WORK ORDER: Each entry should be written out again exactly, so that nothing is lost.

Items from a dataset
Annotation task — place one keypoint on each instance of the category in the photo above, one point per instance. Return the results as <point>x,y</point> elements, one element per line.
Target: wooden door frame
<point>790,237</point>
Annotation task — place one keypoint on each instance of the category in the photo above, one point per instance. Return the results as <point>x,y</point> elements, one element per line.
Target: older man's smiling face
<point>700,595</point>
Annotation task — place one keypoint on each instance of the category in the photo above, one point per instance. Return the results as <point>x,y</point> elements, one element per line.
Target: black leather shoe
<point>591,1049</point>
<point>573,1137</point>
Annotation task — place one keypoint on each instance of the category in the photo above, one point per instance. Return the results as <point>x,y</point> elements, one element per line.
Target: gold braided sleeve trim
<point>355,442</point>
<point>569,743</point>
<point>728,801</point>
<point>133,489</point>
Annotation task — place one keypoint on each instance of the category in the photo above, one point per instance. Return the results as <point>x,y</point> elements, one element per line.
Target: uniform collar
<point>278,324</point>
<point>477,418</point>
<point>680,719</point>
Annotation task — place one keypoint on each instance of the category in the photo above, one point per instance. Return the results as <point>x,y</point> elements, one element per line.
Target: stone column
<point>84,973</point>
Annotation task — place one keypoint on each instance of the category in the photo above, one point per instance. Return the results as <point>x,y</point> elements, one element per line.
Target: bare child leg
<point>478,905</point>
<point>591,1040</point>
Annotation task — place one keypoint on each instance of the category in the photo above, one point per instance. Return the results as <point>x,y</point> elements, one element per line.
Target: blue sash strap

RESPONSE:
Annotation task — place one keypoint on each instance of the category in the photo above, one point per instance. Return the results as <point>x,y</point> elements, one element per line.
Target: wooden door frame
<point>790,237</point>
Annotation task — place one keypoint on each instance of the category in the photo above, one point per instance. Return the results as <point>x,y</point> elements, one element per line.
Target: older man's smiling face
<point>700,595</point>
Annotation task — place one keypoint on each instance of the category in the photo above, one point per instance. Return the results as <point>x,y</point> elements, one element per line.
Target: black leather shoe
<point>591,1049</point>
<point>573,1137</point>
Annotation task — place one keypoint on each instance of the category in the photo above, one point per instance. Return the results as <point>x,y</point> elements, one element per line.
Target: gold braided sleeve trim
<point>355,442</point>
<point>569,743</point>
<point>728,801</point>
<point>133,489</point>
Annotation task — place one keypoint on each instance of the category in the photo above, one point per instance. Return the results as <point>x,y</point> elements, one element per line.
Target: uniform collar
<point>278,324</point>
<point>477,418</point>
<point>680,719</point>
Annotation task — place one keypoint on each instance of the category in the photo above, one point per instance. Return the results as <point>x,y</point> elements, one element per line.
Target: stone column
<point>84,973</point>
Annotation task — place one keypoint on each instance of the category in the photo above, one point per instance. Return the results as <point>x,y</point> elements, one element per line.
Target: bare child leg
<point>478,905</point>
<point>591,1040</point>
Annotation task — place one keypoint on each instance of the category in the photo above, one point per instance. Return the results as <point>x,y</point> elements, one element per line.
Target: blue sash strap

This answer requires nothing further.